-- begin RECORDS FOR THE TASK --

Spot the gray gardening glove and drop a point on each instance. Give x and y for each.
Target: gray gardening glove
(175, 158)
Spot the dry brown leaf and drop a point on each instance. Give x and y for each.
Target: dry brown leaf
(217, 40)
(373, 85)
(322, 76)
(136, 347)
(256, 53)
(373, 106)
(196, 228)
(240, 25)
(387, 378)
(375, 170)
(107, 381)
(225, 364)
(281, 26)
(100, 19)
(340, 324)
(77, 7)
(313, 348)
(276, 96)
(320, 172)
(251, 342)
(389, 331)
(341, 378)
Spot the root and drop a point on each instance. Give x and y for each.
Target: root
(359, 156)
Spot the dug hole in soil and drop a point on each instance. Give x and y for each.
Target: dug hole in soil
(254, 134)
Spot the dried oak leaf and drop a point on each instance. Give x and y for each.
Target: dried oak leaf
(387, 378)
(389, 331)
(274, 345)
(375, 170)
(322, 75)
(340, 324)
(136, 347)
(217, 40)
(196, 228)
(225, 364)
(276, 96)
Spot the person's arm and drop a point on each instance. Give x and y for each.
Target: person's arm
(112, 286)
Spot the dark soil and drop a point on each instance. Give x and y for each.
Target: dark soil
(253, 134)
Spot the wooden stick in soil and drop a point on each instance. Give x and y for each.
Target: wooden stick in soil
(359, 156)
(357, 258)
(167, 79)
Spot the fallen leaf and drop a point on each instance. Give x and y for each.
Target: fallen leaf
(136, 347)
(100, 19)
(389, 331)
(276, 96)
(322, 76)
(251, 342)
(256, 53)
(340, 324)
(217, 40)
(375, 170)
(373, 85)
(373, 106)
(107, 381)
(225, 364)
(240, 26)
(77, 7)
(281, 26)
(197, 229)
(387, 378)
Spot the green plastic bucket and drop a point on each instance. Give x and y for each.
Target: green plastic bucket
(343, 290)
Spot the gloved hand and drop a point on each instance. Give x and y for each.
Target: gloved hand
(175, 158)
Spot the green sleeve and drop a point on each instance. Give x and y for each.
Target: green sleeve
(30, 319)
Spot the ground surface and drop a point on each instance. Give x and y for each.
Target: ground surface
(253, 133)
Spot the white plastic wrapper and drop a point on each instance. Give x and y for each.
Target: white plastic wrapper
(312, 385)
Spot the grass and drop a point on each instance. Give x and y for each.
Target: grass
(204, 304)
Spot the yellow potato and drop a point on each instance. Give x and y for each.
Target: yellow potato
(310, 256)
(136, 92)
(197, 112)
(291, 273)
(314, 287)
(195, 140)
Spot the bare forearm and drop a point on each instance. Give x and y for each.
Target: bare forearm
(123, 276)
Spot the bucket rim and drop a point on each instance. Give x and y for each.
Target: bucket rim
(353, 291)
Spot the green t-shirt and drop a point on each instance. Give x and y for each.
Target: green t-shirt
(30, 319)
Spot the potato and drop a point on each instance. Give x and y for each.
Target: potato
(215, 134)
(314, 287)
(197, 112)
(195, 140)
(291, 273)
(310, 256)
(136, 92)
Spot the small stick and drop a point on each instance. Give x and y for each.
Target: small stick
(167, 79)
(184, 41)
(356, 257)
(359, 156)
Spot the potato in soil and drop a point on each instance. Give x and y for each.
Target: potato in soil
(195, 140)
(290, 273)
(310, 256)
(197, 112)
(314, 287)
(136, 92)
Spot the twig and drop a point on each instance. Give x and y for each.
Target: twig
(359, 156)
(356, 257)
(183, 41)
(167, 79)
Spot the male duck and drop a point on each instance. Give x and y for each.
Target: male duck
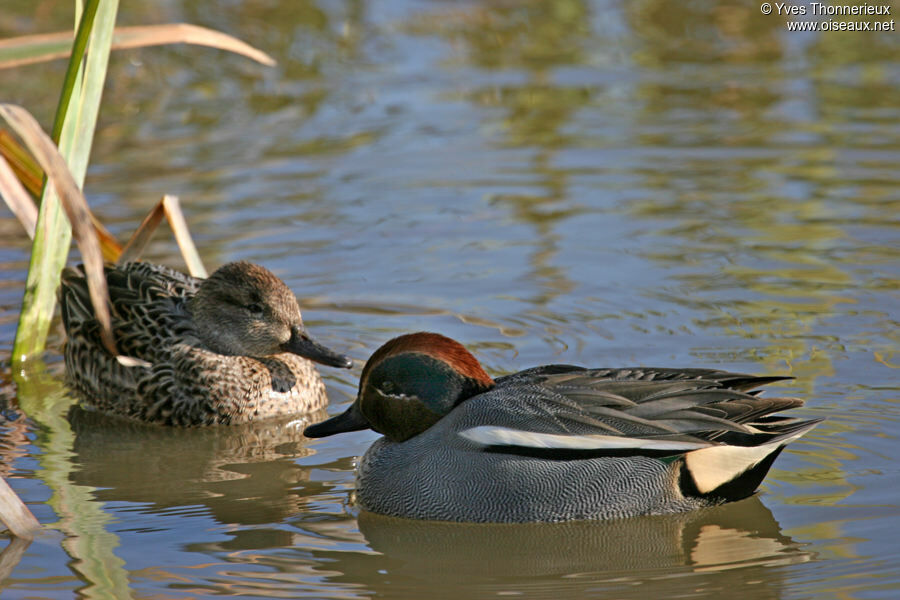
(229, 349)
(556, 442)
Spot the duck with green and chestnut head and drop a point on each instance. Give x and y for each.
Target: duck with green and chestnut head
(224, 350)
(556, 442)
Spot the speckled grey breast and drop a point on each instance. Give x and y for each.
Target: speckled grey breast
(185, 384)
(439, 475)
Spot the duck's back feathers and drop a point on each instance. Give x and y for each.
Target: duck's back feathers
(721, 438)
(177, 380)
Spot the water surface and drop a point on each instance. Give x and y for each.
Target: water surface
(599, 183)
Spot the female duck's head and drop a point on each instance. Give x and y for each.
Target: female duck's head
(244, 309)
(408, 385)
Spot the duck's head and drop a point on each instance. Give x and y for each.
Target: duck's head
(407, 386)
(244, 309)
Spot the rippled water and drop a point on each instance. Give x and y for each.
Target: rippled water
(602, 183)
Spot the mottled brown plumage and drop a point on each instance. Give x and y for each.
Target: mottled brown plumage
(228, 349)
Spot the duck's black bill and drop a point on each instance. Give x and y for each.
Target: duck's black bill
(303, 345)
(349, 420)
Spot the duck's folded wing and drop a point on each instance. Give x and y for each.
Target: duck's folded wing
(577, 411)
(143, 306)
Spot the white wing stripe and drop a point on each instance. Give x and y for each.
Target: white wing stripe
(486, 435)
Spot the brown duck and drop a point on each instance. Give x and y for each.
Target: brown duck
(228, 349)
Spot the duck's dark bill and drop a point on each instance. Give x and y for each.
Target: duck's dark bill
(303, 345)
(349, 420)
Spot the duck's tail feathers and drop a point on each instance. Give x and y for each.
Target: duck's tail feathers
(726, 472)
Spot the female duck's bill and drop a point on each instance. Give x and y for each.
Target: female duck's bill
(555, 442)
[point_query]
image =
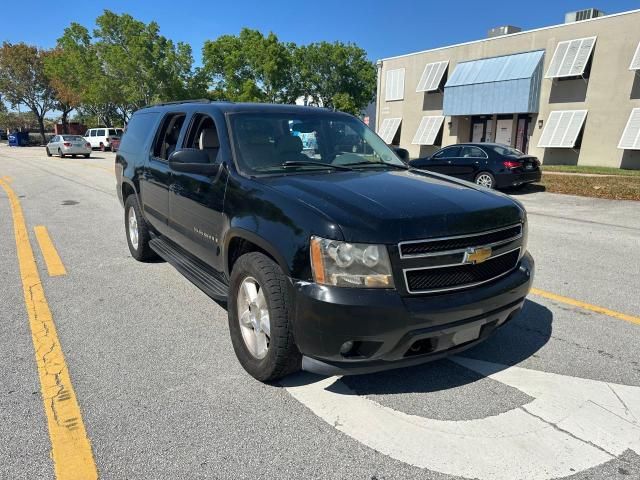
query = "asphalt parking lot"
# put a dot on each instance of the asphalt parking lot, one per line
(158, 393)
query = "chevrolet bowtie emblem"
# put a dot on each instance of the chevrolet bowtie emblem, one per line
(477, 255)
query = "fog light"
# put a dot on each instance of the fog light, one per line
(346, 347)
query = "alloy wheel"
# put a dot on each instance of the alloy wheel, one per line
(253, 316)
(485, 180)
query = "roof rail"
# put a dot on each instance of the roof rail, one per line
(199, 100)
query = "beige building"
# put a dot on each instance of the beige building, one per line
(569, 93)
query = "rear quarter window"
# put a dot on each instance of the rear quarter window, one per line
(139, 129)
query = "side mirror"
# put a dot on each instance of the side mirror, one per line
(192, 160)
(402, 153)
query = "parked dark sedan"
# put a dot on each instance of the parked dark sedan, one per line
(491, 165)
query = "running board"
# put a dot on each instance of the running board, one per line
(201, 275)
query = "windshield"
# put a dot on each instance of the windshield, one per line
(277, 143)
(504, 150)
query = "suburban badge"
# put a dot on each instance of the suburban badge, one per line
(477, 255)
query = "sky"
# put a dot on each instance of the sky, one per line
(382, 28)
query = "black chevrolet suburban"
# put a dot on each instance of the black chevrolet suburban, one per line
(330, 253)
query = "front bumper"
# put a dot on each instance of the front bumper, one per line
(391, 331)
(515, 179)
(76, 150)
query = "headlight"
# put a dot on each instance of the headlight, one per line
(344, 264)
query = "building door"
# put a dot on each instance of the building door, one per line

-- end RECORDS FOR THE TASK --

AIM:
Keep the pictures out of the copy and write out the data exactly as it stands.

REPLY TO THE EXERCISE:
Spot the gray gardening glove and drop a point on each instance. Give x and y for each.
Target: gray gardening glove
(175, 158)
Spot the dry brown leaf and drop a point on each instance. Give x and y for each.
Target: dry brown leaf
(217, 40)
(373, 85)
(322, 76)
(136, 347)
(256, 53)
(373, 106)
(196, 228)
(240, 25)
(387, 378)
(375, 170)
(107, 381)
(225, 364)
(281, 26)
(100, 19)
(340, 324)
(77, 7)
(313, 348)
(276, 96)
(320, 172)
(251, 342)
(389, 331)
(341, 378)
Spot the root and drop a point on each instance. Give x and y for each.
Target: root
(359, 156)
Spot the dug hole in soil and drop a point on each instance. Give x and y for each.
Target: dug hole in soil
(254, 134)
Spot the dried oak leaf and drop a point on each instance. Give x and y for each.
Target: dried oak leaf
(387, 378)
(389, 331)
(274, 345)
(375, 170)
(322, 75)
(340, 324)
(136, 347)
(217, 40)
(196, 228)
(225, 364)
(276, 96)
Spot the person's arm and drop a point on each instance. Give x and y for each.
Target: person's arm
(112, 286)
Spot the dark soil and drop a point on each instance. Give x and y for each.
Target: dark soil
(253, 134)
Spot the wooden stick in soil and drop a point on each instance. Give x and y for each.
Target: wooden stick in soil
(359, 156)
(357, 258)
(167, 79)
Spot the fallen leaf and drop a point on each instance. Give x and y for each.
Target: fallen leaf
(136, 347)
(100, 19)
(389, 331)
(276, 96)
(322, 76)
(251, 342)
(256, 53)
(340, 324)
(217, 40)
(375, 170)
(373, 85)
(373, 106)
(107, 381)
(225, 364)
(240, 26)
(77, 7)
(281, 26)
(197, 229)
(387, 378)
Spot the green plastic bucket and drop a point on each instance. Give x and y for each.
Target: green plastic bucket
(343, 290)
Spot the gloved hand and drop a point on each instance. Give x and y for each.
Target: gloved hand
(175, 158)
Spot the green sleeve and drop a point on each instance. Give x and y for each.
Target: green sleeve
(30, 319)
Spot the ground surface and drop a point on each instance. Give x and y for each.
Target: ground surface
(253, 133)
Spot the white plastic wrapper and drop a point on each instance. Give x and y for each.
Target: white plastic wrapper
(312, 385)
Spot the grass and drop a point on each instance. Give x and y for each.
Target: grass
(204, 304)
Spot the yellow potato and drop a point on each instance. Give x and y for each.
Target: yellow potato
(310, 256)
(136, 92)
(197, 112)
(291, 273)
(314, 287)
(195, 140)
Spot the bare forearm and drop a point on each instance. Give x and y for each.
Target: bare forearm
(123, 276)
Spot the bucket rim and drop a point on each instance. Give x and y for each.
Target: bucket rim
(353, 291)
Spot the green t-shirt and drop a point on each instance. Give x and y for each.
Target: green t-shirt
(30, 319)
Spot the potato and drop a point on each instance. Give x and y for each.
Target: potato
(215, 134)
(314, 287)
(197, 112)
(195, 140)
(291, 273)
(310, 256)
(136, 92)
Spot the small stick and drop a point on each instance. Give x and y for each.
Target: small stick
(167, 79)
(184, 41)
(356, 257)
(359, 156)
Spot the potato in soil and drop a point on each instance. Give x and y for each.
Target: potato in soil
(195, 140)
(290, 273)
(310, 256)
(197, 112)
(314, 287)
(136, 92)
Spot the twig and drop a point on each instance. Give x and y for each.
Target: twig
(359, 156)
(356, 257)
(183, 41)
(167, 79)
Spot the male duck and drop a point on each instance. Give x and y for each.
Target: male duck
(229, 349)
(556, 442)
Spot the duck with green and chestnut head and drop a point on each instance. Give x and y for each.
Target: duck with green and chestnut head
(224, 350)
(556, 442)
Spot the speckled grey breast and drop a point on each instance. Give x and y for each.
Target: speckled grey breast
(185, 384)
(439, 475)
Spot the duck's back feathers and drop a point on each instance. Give x and y for each.
Target: duck's back feathers
(721, 438)
(177, 380)
Spot the water surface and drop a point on each instance. Give x and y for each.
Target: water surface
(599, 183)
Spot the female duck's head and drop a point on each instance. Give x and y for each.
Target: female duck's head
(244, 309)
(408, 385)
Spot the duck's head and drop a point on each instance. Give x and y for each.
Target: duck's head
(407, 386)
(244, 309)
Spot the rippled water and drop a point on each instance. Give x and y for each.
Target: rippled water
(602, 183)
Spot the mottled brown plumage and drop a point on each instance. Give x and y for each.
Target: mottled brown plumage
(228, 349)
Spot the duck's black bill and drop a point on each instance. Give x and y for each.
Target: duck's black bill
(303, 345)
(349, 420)
Spot the duck's folded wing and drop a point on each instance. Give x and y for each.
Target: duck's folded wing
(577, 411)
(143, 306)
Spot the white wing stripe and drop a point on each instance. Give x and y for each.
Target: white wing stripe
(486, 435)
Spot the brown duck and drop a point on each instance. Give x and y for each.
Target: brown duck
(228, 349)
Spot the duck's dark bill and drop a point on each instance. Give x and y for each.
Target: duck's dark bill
(303, 345)
(349, 420)
Spot the duck's tail feathers and drop a point on each instance. Give x and y for each.
Target: duck's tail feathers
(726, 472)
Spot the female duck's bill and drop a point on each instance. Give x and y for each.
Target: female duck's bill
(555, 442)
[point_query]
image =
query = "asphalt parking lot"
# put a dot on each instance of the asphalt parking lot, one per line
(158, 393)
query = "chevrolet bowtie emblem"
# put a dot on each instance of the chevrolet bowtie emblem, one per line
(477, 255)
query = "fog light"
# put a dot on each instance of the fog light, one per line
(346, 347)
query = "alloy wheel"
# put a dot on each instance of the alloy wheel, one per line
(253, 316)
(485, 180)
query = "roof rail"
# put a dot on each instance of the roof rail, one per line
(199, 100)
query = "beige building"
# put a dot on each instance of the beige building, one per line
(569, 93)
query = "rear quarter window"
# put a dot on each instance of the rear quarter window, one per line
(139, 129)
query = "side mirror"
# put a dot on each instance of the side mirror, one per line
(192, 160)
(402, 153)
query = "parked dark sedan"
# put a dot on each instance of the parked dark sedan, one per line
(491, 165)
query = "running board"
# put a dot on each instance of the running board, one per line
(201, 275)
query = "windshield"
# put a dot on each instance of the windshield, one per line
(277, 143)
(504, 150)
query = "suburban badge"
# put a dot on each instance of the suburban badge, one per line
(477, 255)
query = "sky"
# put a dot on each instance of the sky, one per line
(382, 28)
query = "black chevrolet suburban"
# put a dot on each instance of the black chevrolet suburban, one per line
(330, 253)
query = "front bumper"
# put a dot on each instance of the front bumper, one per line
(391, 331)
(515, 179)
(76, 150)
query = "headlight"
# put a dot on each instance of the headlight, one per line
(344, 264)
query = "building door"
# put a dot on each instance of the building door, one per line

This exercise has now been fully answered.